___ DATA PROVIDED ___

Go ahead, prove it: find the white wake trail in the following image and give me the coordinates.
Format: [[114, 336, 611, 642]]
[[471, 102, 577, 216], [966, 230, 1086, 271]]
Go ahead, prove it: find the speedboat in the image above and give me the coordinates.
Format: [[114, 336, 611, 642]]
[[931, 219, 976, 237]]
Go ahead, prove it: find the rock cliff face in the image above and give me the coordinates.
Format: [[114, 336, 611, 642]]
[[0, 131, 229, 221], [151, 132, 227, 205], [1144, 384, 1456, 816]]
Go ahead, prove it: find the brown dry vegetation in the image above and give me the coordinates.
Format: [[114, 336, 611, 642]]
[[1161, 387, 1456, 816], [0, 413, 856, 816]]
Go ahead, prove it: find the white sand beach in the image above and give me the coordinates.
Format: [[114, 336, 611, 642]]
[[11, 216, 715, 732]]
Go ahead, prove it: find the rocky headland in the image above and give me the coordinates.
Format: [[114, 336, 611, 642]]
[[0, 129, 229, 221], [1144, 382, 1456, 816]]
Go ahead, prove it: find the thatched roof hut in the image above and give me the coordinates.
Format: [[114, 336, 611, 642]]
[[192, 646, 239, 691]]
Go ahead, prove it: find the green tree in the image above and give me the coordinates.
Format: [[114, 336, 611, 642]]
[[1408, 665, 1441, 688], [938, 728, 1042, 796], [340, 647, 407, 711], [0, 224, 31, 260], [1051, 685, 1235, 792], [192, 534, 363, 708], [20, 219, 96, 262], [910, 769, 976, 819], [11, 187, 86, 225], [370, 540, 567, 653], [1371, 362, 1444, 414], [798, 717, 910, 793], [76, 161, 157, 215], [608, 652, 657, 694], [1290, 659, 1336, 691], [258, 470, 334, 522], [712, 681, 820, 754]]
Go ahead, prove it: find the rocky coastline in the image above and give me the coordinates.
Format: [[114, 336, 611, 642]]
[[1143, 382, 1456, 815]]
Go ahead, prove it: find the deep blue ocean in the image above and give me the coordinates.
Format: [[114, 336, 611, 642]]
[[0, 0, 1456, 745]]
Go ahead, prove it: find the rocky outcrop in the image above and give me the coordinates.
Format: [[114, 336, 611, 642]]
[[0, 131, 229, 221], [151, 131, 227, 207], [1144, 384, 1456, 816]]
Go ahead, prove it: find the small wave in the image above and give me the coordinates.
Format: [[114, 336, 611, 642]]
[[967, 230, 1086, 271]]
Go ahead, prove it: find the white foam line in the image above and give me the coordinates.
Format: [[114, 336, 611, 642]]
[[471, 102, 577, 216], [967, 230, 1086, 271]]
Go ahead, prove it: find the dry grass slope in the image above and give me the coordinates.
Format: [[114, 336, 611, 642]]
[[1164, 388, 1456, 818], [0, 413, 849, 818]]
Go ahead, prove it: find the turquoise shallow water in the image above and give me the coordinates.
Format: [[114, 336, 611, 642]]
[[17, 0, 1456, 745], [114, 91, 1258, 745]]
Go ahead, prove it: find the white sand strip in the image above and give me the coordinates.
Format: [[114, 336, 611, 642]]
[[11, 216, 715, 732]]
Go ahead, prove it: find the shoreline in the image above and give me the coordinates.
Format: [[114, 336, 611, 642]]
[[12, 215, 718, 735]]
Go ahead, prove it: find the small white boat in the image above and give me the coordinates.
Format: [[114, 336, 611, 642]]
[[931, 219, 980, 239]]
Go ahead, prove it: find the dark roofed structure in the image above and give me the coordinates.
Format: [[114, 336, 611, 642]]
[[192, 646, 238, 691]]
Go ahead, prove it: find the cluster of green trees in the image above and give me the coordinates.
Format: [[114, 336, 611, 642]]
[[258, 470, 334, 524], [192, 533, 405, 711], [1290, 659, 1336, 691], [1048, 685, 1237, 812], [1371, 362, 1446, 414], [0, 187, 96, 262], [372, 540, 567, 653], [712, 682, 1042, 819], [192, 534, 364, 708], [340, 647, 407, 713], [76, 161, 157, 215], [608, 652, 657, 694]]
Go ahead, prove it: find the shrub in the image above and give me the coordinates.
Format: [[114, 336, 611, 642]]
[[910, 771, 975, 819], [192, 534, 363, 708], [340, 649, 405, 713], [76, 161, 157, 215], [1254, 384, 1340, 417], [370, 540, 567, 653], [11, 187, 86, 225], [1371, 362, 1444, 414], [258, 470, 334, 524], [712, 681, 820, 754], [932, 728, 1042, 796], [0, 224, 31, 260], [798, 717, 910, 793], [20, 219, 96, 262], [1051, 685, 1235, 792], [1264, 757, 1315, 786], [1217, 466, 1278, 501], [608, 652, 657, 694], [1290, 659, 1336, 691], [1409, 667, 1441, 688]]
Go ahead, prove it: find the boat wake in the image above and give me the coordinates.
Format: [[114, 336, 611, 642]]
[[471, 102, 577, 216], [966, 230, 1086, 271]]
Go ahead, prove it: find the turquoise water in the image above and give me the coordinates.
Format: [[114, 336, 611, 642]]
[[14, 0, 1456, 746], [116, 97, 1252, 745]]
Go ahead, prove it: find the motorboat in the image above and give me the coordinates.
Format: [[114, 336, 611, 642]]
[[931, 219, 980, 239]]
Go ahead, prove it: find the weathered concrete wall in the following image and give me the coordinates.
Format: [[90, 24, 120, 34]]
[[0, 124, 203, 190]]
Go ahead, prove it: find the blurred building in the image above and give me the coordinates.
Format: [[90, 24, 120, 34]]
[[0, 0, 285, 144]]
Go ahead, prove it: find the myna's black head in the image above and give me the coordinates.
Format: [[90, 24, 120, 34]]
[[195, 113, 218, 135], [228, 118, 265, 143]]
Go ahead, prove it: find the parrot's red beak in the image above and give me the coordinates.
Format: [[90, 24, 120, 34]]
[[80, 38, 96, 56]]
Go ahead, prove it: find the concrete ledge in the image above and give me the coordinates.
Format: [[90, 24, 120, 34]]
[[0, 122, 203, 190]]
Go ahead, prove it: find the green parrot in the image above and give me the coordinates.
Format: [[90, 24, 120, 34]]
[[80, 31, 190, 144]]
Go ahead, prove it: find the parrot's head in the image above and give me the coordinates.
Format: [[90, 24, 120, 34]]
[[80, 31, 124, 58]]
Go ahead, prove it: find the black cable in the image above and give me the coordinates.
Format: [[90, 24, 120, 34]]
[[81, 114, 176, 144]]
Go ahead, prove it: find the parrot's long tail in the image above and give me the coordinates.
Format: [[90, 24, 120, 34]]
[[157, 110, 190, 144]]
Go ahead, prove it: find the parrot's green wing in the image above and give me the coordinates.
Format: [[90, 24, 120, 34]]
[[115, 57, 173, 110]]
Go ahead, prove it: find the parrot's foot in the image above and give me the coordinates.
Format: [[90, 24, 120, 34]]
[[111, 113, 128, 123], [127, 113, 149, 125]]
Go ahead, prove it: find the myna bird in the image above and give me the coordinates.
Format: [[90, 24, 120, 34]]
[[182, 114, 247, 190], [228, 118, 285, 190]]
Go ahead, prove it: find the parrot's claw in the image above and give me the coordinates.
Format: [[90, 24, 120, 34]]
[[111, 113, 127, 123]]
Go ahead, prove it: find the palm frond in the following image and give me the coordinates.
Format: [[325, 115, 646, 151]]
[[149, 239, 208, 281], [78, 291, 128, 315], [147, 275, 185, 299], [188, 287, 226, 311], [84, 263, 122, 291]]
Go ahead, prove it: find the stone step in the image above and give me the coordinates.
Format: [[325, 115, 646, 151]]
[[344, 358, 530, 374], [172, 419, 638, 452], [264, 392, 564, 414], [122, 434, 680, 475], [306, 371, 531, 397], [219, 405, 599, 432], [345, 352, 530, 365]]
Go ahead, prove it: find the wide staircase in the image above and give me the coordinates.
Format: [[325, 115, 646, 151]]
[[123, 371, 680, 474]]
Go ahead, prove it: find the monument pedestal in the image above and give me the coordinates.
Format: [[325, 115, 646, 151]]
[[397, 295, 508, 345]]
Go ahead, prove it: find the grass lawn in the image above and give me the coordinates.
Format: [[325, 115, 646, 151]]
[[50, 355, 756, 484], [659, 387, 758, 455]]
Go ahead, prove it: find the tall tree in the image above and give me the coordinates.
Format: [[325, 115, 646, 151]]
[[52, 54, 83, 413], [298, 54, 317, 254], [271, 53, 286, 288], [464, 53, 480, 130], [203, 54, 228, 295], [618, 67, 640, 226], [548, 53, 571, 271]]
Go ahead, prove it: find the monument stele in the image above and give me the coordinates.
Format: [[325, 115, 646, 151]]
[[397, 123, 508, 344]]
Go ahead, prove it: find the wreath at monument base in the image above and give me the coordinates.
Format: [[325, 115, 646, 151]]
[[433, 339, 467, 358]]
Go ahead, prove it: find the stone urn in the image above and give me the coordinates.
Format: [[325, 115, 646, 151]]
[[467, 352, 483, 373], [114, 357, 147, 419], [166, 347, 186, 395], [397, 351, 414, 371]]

___

WHAT YOU WILL DO |
Copy out the lines without any changes, from the line with "Go ahead, prove it: find the motorboat" through the line with "[[0, 124, 203, 190]]", including both of those lines.

SOLUTION TO THE EXERCISE |
Go ahead, prove it: find the motorboat in the image above and give me the coordinates.
Format: [[114, 336, 611, 642]]
[[931, 219, 980, 239]]
Go ahead, prove it: find the weathered concrete wall in the following image and give me the coordinates.
Format: [[90, 24, 120, 34]]
[[0, 124, 203, 190]]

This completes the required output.